[[ ENTRIES SHOWN, beginning ]]
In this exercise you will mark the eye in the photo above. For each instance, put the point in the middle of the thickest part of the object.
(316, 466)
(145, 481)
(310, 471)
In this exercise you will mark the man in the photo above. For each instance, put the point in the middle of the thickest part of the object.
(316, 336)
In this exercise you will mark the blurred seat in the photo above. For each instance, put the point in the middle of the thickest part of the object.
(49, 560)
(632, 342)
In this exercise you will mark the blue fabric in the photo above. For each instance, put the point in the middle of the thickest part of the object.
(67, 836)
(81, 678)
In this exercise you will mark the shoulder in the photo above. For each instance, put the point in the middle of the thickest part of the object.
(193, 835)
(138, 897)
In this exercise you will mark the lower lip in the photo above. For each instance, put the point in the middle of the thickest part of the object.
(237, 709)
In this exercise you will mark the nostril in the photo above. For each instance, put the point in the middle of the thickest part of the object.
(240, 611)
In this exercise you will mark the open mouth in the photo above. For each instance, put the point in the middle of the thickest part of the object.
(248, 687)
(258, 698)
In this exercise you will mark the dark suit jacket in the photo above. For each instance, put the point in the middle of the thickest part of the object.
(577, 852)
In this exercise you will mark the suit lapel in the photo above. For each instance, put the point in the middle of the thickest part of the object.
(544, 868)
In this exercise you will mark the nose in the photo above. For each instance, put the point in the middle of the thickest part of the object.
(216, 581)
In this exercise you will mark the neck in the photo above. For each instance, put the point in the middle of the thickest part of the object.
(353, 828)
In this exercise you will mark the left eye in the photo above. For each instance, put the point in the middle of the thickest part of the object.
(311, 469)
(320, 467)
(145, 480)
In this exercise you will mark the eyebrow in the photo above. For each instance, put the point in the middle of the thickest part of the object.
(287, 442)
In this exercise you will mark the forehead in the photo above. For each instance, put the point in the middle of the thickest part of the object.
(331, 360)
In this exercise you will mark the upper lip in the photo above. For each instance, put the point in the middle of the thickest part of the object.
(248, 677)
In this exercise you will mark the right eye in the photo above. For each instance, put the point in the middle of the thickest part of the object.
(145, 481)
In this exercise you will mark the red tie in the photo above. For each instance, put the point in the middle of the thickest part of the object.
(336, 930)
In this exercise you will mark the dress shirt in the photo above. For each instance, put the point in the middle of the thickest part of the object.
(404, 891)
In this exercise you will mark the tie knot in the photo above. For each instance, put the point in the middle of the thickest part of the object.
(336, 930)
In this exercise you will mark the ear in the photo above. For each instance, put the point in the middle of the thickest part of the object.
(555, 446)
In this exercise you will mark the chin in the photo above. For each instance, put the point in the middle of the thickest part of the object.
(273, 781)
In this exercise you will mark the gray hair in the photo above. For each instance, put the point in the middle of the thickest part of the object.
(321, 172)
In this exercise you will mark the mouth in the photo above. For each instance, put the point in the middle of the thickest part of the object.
[[ ENTRIES SHOWN, end ]]
Copy every record once more, exactly as given.

● ANSWER SPACE:
In this exercise you will mark the eye in the photo above. For each instance, put the point in the middle of the thickest part of the object.
(316, 466)
(145, 481)
(310, 471)
In this exercise you will mark the man in the photo above. For each instance, put the point in the middle of the thickest part of the object.
(316, 336)
In this exercise you will mark the blurred seat in the photo above. For each instance, put the point in the middle of the thickest part of the object.
(49, 560)
(632, 342)
In this exercise you will mark the blue fabric in the photo above. For each instance, put the point in the middle of the thickest part of the object.
(67, 836)
(81, 678)
In this exercise you will mark the shoulder in the photo above. For each instance, put the point in the middle of the thickest part of the object.
(193, 835)
(138, 897)
In this exercise you will mark the lower lip in the photo above. For each instance, put the point in the middle of the thickest part of the object.
(237, 709)
In this exercise you will mark the nostril in the photo above. For each instance, put the point in the middle of the thickest part of the object.
(240, 611)
In this exercise you will mark the open mouth in the photo above. For each instance, put the point in the middle of the thickest part of the object.
(248, 687)
(258, 698)
In this exercise you will mark the dark suit jacket in the photo above. For each instance, put the point in the middle of the thickest part of the object.
(577, 852)
In this exercise you will mark the suit lapel in the photo above. For each instance, put the point in the middle of the thickest part of the object.
(544, 868)
In this exercise you will mark the nose in the photo above. For each instance, put the point in the middle of the thickest part of the object.
(216, 581)
In this exercise you will mark the neck in the photo above. For each instance, put the point in the middle of the thickest part of the object.
(353, 828)
In this exercise you will mark the left eye in the photo above. For each instance, put the point in the middle of the thickest part of the object.
(311, 469)
(320, 467)
(145, 480)
In this exercise you will mark the eyebrow in the photo above. For each instance, put the point in the middle of the thickest part of the object.
(287, 442)
In this exercise you will mark the forehead in the photo above. For each instance, put the point in the middle of the thickest part of the object.
(331, 360)
In this exercise you will mark the upper lip in the photo above. For each instance, put the point in the middle of the thickest part of the object.
(248, 677)
In this exercise you will mark the right eye in the photo above. For each instance, put the point in the middle of the thickest part of the object.
(145, 481)
In this exercise you will mark the red tie in the photo above. For each instance, put the point in the middle of the thickest part of the object.
(336, 930)
In this exercise you will mark the dress shirt in the photo above. For each instance, put the point in the middle of the thickest part of the object.
(404, 891)
In this exercise you will mark the tie knot in the photo above. For each instance, put the point in the middle of the thickest part of the object.
(336, 930)
In this exercise you will mark the ear in the photo above. For each instance, put the point in the middle of the thickest part of the object.
(555, 446)
In this exercise you will mark the chin in the photo above. For each instance, put the point in the middle of the thickest part of the object.
(273, 781)
In this exercise you will mark the gray hair in the photo above. For each instance, put the point in the middle of the thickest part of the object.
(321, 172)
In this exercise you will mark the mouth in the photo above. For each instance, put the point in the middle of the thickest part of the object.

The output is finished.